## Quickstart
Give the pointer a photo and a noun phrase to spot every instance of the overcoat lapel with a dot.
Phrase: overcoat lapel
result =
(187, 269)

* * *

### WHAT IS EXPECTED:
List every line of the records above that contains the string "lapel". Match case exactly.

### SOLUTION FOR THIS EXERCISE:
Give the pointer a photo and a noun phrase to spot every instance of the overcoat lapel with a dot.
Phrase: overcoat lapel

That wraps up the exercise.